The task:
Each record is to be transcribed exactly.

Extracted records
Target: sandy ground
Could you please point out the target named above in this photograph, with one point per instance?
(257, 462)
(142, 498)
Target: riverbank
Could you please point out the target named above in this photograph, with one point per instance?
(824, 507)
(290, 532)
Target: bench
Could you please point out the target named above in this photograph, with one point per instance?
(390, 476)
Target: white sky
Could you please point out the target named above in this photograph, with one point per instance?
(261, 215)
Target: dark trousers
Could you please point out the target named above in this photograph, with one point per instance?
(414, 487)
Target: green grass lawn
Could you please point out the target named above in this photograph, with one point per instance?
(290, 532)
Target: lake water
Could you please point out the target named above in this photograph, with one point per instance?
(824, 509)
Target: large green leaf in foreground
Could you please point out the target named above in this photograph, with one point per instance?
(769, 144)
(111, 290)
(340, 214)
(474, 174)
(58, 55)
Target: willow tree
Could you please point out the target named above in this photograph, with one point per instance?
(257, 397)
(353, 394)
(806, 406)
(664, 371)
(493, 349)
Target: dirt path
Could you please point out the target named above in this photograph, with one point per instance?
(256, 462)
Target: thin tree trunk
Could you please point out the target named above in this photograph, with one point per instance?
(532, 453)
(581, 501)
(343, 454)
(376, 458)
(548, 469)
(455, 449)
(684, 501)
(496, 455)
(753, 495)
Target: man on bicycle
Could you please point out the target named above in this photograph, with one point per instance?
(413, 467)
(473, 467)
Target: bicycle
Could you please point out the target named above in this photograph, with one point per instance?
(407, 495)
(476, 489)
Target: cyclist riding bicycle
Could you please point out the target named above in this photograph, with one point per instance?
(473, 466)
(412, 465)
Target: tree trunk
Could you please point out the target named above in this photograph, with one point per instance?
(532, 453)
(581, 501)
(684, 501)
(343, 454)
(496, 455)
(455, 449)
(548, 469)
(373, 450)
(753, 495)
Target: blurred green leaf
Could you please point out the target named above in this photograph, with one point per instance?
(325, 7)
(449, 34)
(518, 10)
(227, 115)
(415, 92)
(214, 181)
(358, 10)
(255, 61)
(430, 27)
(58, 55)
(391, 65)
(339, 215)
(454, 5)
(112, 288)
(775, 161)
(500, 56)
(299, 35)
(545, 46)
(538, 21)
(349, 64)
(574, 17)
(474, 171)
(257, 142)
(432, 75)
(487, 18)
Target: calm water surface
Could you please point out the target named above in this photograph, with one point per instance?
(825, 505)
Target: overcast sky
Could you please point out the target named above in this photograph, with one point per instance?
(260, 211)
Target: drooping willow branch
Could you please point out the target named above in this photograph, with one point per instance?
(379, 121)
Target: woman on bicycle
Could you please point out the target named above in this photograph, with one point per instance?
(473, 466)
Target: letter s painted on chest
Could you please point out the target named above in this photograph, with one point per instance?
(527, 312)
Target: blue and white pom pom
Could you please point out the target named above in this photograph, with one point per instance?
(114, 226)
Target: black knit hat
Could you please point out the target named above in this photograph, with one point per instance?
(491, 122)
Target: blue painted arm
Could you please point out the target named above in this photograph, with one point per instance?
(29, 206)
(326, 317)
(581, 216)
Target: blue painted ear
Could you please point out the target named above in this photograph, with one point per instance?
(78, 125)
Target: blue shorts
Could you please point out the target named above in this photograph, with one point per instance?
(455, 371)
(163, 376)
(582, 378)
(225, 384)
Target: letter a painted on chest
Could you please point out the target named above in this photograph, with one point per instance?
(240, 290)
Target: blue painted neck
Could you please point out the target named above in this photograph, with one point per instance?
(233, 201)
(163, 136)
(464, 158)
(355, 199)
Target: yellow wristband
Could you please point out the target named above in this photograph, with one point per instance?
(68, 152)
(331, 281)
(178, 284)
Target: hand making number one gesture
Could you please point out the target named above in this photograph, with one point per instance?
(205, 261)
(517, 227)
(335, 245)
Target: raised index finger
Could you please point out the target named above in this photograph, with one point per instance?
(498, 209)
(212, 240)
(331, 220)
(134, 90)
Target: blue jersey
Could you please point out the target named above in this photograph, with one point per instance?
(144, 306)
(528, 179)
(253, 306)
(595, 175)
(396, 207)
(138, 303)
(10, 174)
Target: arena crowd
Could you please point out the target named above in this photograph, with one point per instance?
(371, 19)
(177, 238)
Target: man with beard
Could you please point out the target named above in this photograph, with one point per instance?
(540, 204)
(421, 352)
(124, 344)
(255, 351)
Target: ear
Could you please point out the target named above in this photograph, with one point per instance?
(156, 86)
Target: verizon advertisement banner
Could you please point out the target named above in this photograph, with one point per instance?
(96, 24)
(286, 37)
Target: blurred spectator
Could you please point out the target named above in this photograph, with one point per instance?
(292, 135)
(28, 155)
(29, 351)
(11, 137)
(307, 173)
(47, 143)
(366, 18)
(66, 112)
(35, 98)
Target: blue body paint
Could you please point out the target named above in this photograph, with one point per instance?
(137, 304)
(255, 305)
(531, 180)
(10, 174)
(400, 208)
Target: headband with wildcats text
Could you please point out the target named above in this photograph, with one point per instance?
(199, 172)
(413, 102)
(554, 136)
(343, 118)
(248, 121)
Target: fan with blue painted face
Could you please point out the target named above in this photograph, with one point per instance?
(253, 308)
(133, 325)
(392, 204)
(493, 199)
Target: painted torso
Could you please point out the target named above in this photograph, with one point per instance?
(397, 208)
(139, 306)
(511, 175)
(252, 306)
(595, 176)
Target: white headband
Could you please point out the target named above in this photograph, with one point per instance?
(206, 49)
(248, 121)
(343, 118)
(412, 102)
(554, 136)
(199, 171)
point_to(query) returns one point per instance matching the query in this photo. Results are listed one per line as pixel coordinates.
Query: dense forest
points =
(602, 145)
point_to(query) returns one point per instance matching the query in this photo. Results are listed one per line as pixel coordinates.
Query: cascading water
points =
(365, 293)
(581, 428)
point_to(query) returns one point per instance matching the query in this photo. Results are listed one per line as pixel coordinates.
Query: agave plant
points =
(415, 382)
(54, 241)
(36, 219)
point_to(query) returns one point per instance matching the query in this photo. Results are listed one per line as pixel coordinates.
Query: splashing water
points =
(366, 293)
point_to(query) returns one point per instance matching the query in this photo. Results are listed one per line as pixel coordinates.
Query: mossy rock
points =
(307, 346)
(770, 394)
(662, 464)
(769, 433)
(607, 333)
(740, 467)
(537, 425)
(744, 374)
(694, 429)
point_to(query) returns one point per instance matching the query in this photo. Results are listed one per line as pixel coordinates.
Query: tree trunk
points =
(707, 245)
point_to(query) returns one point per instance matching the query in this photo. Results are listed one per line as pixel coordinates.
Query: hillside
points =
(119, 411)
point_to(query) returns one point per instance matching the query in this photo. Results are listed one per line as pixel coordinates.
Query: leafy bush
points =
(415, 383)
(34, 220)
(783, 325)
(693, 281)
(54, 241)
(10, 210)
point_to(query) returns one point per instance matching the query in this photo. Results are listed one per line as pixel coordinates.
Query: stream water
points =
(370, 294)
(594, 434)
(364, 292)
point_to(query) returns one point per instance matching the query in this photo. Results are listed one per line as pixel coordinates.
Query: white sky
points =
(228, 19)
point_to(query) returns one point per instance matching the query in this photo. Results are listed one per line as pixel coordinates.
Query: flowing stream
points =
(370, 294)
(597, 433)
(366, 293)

Right answer:
Target: sandy ground
Could you please point out the target named above in this photograph, with one point per instance?
(257, 462)
(142, 498)
Target: riverbank
Could you please point out the target named above in this photograph, with one point per instance?
(824, 507)
(290, 532)
Target: bench
Could you please point out the target named above in this photograph, with one point per instance?
(390, 476)
Target: white sky
Could you please point out the target named above in this photograph, with one point per instance?
(261, 215)
Target: dark trousers
Could you please point out the target named above in this photograph, with one point per instance?
(414, 487)
Target: green grass lawn
Could you please point out the target named above in this photograph, with one point per instance?
(290, 532)
Target: lake water
Could you please point out the target named above in this photograph, with one point per instance?
(824, 509)
Target: large green leaf in foreground
Could you please point out the target named above in this photograph, with one point per instance?
(769, 144)
(111, 290)
(340, 214)
(474, 174)
(58, 55)
Target: willow tree
Could you please point out the target named above in this photograph, with one point per instance?
(257, 397)
(353, 394)
(806, 406)
(664, 371)
(493, 349)
Target: dirt path
Could you please point out the target named above in this photograph, with one point per instance?
(256, 462)
Target: thin tree trunk
Could you please point out the target named above in this photograph, with one point per instance?
(532, 453)
(581, 501)
(343, 454)
(376, 458)
(548, 469)
(455, 449)
(684, 501)
(496, 455)
(753, 495)
Target: man on bicycle
Could you please point out the target named above in this photograph, with one point per instance?
(413, 467)
(473, 467)
Target: bicycle
Could you please point out the target named above in this photograph, with one point per instance?
(407, 495)
(476, 489)
Target: cyclist riding bicycle
Could you please point out the target named above in this photograph, with one point per instance?
(473, 466)
(412, 465)
Target: tree trunk
Could you please point out the target named above in this photograph, with one point per instance?
(532, 453)
(581, 501)
(684, 501)
(343, 454)
(496, 455)
(455, 449)
(548, 469)
(373, 450)
(753, 495)
Target: blurred green leaf
Could you please point out the target named above in this photograph, with one point per instance?
(325, 7)
(449, 34)
(518, 10)
(227, 115)
(415, 92)
(214, 181)
(358, 10)
(255, 61)
(430, 27)
(58, 55)
(391, 65)
(339, 215)
(454, 5)
(112, 288)
(775, 161)
(500, 56)
(299, 35)
(545, 46)
(538, 21)
(349, 64)
(574, 17)
(474, 171)
(257, 142)
(432, 75)
(487, 18)
Target: calm water surface
Could you please point out the target named above in this photograph, with one point per instance?
(825, 505)
Target: overcast sky
Could you please point out the target named above in this photograph, with one point per instance?
(260, 211)
Target: drooping willow branch
Could you please point out the target named above in this photograph, with one point per instance?
(379, 121)
Target: woman on bicycle
Could you please point out the target named above in this photograph, with one point per instance?
(473, 466)
Target: letter s painted on chest
Could you please point out the target named above in this photograph, with one point per instance?
(527, 312)
Target: blue and white pom pom
Could you please point out the target named above in this photograph, with one point per instance?
(114, 226)
Target: black knit hat
Could you please point out the target named above in this photograph, with one point per instance?
(491, 122)
Target: blue painted arm
Could you please point out the target named above in this photograph, with one point per instance?
(29, 206)
(326, 317)
(581, 216)
Target: blue painted ear
Could you please point out the target named above in this photograph, with one point per instance?
(78, 125)
Target: blue shorts
Could you please point out the target named above in this photograph, with one point per instance?
(455, 371)
(163, 376)
(582, 378)
(225, 384)
Target: letter a painted on chest
Could you please point out the target named above in this photograph, with one point per instance?
(240, 290)
Target: blue painted neck
Could you please point out the target named above in this photograph, with one point per instance?
(233, 201)
(163, 136)
(464, 158)
(355, 199)
Target: yellow wristband
Could you please point out the target named above in this photograph, with one point per instance?
(68, 152)
(331, 281)
(178, 284)
Target: hand making number one gesture
Could you please point out the target named above in this photograph, with one point per instance?
(205, 261)
(517, 227)
(335, 245)
Target: raised index finger
Could you please point out the target named above in this photograph, with one point per instance?
(498, 209)
(212, 240)
(331, 220)
(134, 90)
Target: blue jersey
Could you please point out the target named above in this photograph, with one point per instance?
(144, 306)
(528, 179)
(253, 306)
(595, 175)
(396, 207)
(138, 303)
(10, 174)
Target: arena crowd
Could you please point out the target named above in this photograph, with one point per instance?
(371, 19)
(177, 238)
Target: man with beard
Could you please point out the target named above in this photograph, with one point per instance?
(540, 204)
(421, 352)
(124, 344)
(255, 351)
Target: ear
Could you please point out the target named above in this photograph, with one point per instance?
(156, 86)
Target: verizon advertisement banner
Could you please point out the target named above in this photograph, with one point per instance?
(96, 24)
(286, 37)
Target: blurred spectator
Could you please point out the target named above in this photograph, with one point per instance?
(292, 135)
(28, 155)
(29, 351)
(11, 137)
(307, 173)
(47, 143)
(366, 18)
(66, 112)
(35, 98)
Target: blue body paint
Could you please point out the target named above in this photograph, with one point per instance?
(137, 304)
(255, 305)
(531, 180)
(10, 174)
(400, 208)
Target: headband with wildcats text
Could you please point out the target named above in this photograph, with one point per instance?
(199, 172)
(413, 102)
(554, 136)
(343, 118)
(248, 121)
Target: fan with blue painted face
Could you please point out the target named above in this photograph, with one point per instance?
(253, 308)
(133, 325)
(392, 204)
(493, 199)
Target: painted torso
Could you please point out the target named above in this photograph, with one point per instance?
(397, 208)
(139, 306)
(511, 175)
(252, 306)
(595, 176)
Target: white headband
Could you please point out the target named above in this photograph, with one point per instance?
(206, 49)
(248, 121)
(343, 118)
(412, 102)
(554, 136)
(199, 171)
point_to(query) returns one point per instance matching the query in this photo. Results are listed one per line as pixel coordinates.
Query: dense forest
points =
(602, 145)
point_to(query) returns one point per instance matching the query in this photo. Results are listed one per line as pixel coordinates.
Query: cascading water
points =
(365, 293)
(581, 428)
point_to(query) returns one point per instance matching the query in this photo. Results are listed one per line as pixel coordinates.
Query: agave plant
points =
(415, 382)
(54, 241)
(36, 219)
point_to(query) returns one point per instance matching the query in this photo. Results are listed one per line as pixel coordinates.
Query: splashing water
points =
(366, 293)
point_to(query) returns one point per instance matching the query in this photo. Results are listed one per line as pixel coordinates.
Query: mossy rock
points =
(307, 346)
(770, 394)
(662, 464)
(769, 433)
(607, 333)
(740, 467)
(537, 425)
(744, 374)
(694, 429)
point_to(query) returns one point per instance matching the query in this photo. Results are listed one per line as pixel coordinates.
Query: tree trunk
points =
(707, 245)
point_to(query) returns one point per instance matching the query in this photo. Results are listed one per line as pixel coordinates.
Query: hillside
points =
(119, 411)
point_to(query) returns one point per instance matching the query in this photo. Results are listed one per line as pixel coordinates.
Query: leafy bush
points =
(415, 383)
(34, 220)
(783, 325)
(693, 281)
(54, 241)
(10, 210)
point_to(query) returns one point per instance matching the query in this photo. Results are listed one per line as pixel coordinates.
Query: stream water
points =
(370, 294)
(594, 434)
(364, 292)
point_to(query) returns one point per instance matching the query in this photo. Results are listed one per line as pixel coordinates.
Query: white sky
points =
(228, 19)
point_to(query) returns one point per instance matching the query in this photo. Results are listed one per line as pixel coordinates.
Query: flowing stream
points =
(370, 294)
(597, 433)
(366, 293)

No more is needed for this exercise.